Data records:
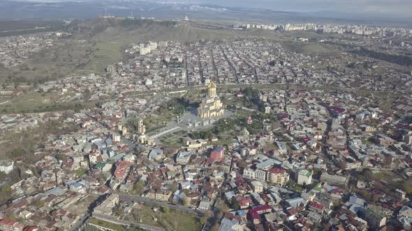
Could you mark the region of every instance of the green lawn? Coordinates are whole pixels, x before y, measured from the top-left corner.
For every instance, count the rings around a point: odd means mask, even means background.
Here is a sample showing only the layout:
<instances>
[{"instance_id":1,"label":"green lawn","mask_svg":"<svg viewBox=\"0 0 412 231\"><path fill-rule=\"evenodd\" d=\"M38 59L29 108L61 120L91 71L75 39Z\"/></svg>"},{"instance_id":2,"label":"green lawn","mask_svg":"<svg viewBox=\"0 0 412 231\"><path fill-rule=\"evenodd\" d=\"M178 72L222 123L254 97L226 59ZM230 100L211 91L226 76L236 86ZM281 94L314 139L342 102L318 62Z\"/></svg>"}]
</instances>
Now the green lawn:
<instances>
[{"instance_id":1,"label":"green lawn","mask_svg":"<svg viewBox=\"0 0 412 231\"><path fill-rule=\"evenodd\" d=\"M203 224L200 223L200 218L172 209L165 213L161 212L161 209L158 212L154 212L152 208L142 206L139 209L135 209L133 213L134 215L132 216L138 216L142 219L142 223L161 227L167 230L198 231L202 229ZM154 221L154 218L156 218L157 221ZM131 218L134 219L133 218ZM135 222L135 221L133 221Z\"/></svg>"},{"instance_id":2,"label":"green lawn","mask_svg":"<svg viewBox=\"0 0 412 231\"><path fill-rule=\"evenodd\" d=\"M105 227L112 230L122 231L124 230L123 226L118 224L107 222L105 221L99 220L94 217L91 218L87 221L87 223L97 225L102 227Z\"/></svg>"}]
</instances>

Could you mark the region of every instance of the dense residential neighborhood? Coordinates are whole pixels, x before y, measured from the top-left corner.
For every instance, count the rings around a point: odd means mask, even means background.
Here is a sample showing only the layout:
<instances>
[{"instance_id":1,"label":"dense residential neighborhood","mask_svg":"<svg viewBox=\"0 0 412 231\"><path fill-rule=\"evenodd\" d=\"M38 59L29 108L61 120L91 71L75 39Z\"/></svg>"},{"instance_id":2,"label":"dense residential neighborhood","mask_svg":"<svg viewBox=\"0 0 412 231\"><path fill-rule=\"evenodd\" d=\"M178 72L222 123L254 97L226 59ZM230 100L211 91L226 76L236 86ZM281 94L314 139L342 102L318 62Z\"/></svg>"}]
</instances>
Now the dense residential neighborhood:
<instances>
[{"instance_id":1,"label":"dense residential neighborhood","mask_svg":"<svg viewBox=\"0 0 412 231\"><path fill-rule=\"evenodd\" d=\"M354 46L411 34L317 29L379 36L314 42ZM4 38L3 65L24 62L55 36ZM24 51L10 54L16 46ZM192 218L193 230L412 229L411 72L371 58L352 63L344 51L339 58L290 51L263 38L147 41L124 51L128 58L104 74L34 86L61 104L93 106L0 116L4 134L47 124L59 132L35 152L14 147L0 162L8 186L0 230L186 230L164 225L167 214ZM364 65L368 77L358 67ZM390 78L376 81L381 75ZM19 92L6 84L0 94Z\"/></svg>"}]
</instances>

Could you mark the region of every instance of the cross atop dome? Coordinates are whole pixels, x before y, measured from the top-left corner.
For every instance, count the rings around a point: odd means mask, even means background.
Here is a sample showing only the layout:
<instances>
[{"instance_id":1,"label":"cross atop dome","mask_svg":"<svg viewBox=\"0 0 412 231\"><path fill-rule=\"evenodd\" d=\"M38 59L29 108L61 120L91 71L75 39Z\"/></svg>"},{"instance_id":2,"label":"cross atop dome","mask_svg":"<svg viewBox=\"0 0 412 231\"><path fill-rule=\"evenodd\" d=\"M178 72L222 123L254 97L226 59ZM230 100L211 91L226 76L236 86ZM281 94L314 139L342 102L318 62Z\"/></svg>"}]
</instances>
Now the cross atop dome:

Stated task:
Rewrite all the rows above, changing "top-left corner" to "upper-left corner" wherever it occurs and leaving everything else the same. Omit the pictures.

Response to the task:
Could you mark the region of every instance of the green lawn? Coordinates are whole pixels, x before y, measured from the upper-left corner.
For every instance, count the rings around a point: odd means mask, even means background.
Here is a sample showing only the layout:
<instances>
[{"instance_id":1,"label":"green lawn","mask_svg":"<svg viewBox=\"0 0 412 231\"><path fill-rule=\"evenodd\" d=\"M38 59L29 108L61 120L91 71L75 39Z\"/></svg>"},{"instance_id":2,"label":"green lawn","mask_svg":"<svg viewBox=\"0 0 412 231\"><path fill-rule=\"evenodd\" d=\"M178 72L222 123L254 97L226 59ZM230 100L211 91L226 76L236 86ZM281 94L314 139L342 102L318 62Z\"/></svg>"}]
</instances>
Now the green lawn:
<instances>
[{"instance_id":1,"label":"green lawn","mask_svg":"<svg viewBox=\"0 0 412 231\"><path fill-rule=\"evenodd\" d=\"M203 224L200 223L200 218L172 209L165 213L161 212L161 209L158 212L154 212L152 208L142 206L139 209L135 209L133 213L134 215L132 216L138 216L142 219L142 223L161 227L167 230L198 231L202 229ZM154 221L154 218L156 218L157 221ZM131 218L134 219L133 218ZM135 222L135 221L133 221Z\"/></svg>"},{"instance_id":2,"label":"green lawn","mask_svg":"<svg viewBox=\"0 0 412 231\"><path fill-rule=\"evenodd\" d=\"M105 227L112 230L122 231L124 230L123 226L118 224L107 222L105 221L99 220L94 217L91 218L87 221L87 223L97 225L102 227Z\"/></svg>"}]
</instances>

Could you mark the region of every instance of the dense residential neighborhood? Coordinates are whole pixels, x before y, measured from the upper-left corner.
For every instance, count the rings around a point: odd means mask, even means background.
Here is a sample showing only the layout:
<instances>
[{"instance_id":1,"label":"dense residential neighborhood","mask_svg":"<svg viewBox=\"0 0 412 231\"><path fill-rule=\"evenodd\" d=\"M38 59L29 108L61 120L91 71L75 39Z\"/></svg>"},{"instance_id":2,"label":"dense residential neighborhood","mask_svg":"<svg viewBox=\"0 0 412 231\"><path fill-rule=\"evenodd\" d=\"M178 72L222 123L254 97L226 59ZM230 100L211 91L226 76L236 86ZM281 94L314 139L342 102L318 62Z\"/></svg>"}]
</instances>
Now the dense residential neighborhood:
<instances>
[{"instance_id":1,"label":"dense residential neighborhood","mask_svg":"<svg viewBox=\"0 0 412 231\"><path fill-rule=\"evenodd\" d=\"M354 46L411 34L317 29L379 36L314 42ZM4 38L3 65L24 62L55 36ZM24 51L10 54L16 46ZM192 218L193 230L412 229L411 72L371 58L352 63L344 51L339 58L290 51L263 38L147 41L124 51L128 58L104 74L34 86L61 104L93 106L0 116L4 134L47 124L59 132L35 152L14 147L0 162L8 186L0 230L186 230L164 225L167 214ZM364 65L368 77L358 67ZM390 78L376 81L381 75ZM19 92L6 84L0 94Z\"/></svg>"}]
</instances>

Could you mark the region of every instance of the cross atop dome? Coordinates are whole pixels, x before y, measured from the upper-left corner.
For every instance, count the rings around a point: odd means mask, even means background.
Here is a sample showing only the layout:
<instances>
[{"instance_id":1,"label":"cross atop dome","mask_svg":"<svg viewBox=\"0 0 412 231\"><path fill-rule=\"evenodd\" d=\"M38 59L29 108L61 120L91 71L75 39Z\"/></svg>"},{"instance_id":2,"label":"cross atop dome","mask_svg":"<svg viewBox=\"0 0 412 231\"><path fill-rule=\"evenodd\" d=\"M178 72L222 123L254 97L226 59ZM230 100L211 91L226 76L236 86ZM281 94L314 139L342 102L318 62Z\"/></svg>"}]
</instances>
Now the cross atop dome:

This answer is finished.